* [TASK DESCRIPTION]: Rewrite the lines below with every "disc" swapped for "circle", leaving everything else as it is.

....

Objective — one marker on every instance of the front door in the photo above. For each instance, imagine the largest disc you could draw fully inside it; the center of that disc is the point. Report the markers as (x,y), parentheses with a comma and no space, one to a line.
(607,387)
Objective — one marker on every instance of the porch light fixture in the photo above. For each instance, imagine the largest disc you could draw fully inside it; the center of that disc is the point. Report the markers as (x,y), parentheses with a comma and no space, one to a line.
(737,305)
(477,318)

....

* [COMPLETED EXERCISE]:
Objective — one marker on every instance of the front door in the photo above. For each instance, imagine the largest circle you could draw fully inside it; the center of that circle is the point. Report the markers as (x,y), parentheses with a comma and no space, one to a line.
(607,387)
Objective — one marker on every instance of the porch light fixture in the photo above. For each instance, imagine the largest circle you could draw fully inside it; the center of that circle is the point. Report the markers as (x,y), parentheses with a comma and no space, one to a line.
(737,305)
(477,318)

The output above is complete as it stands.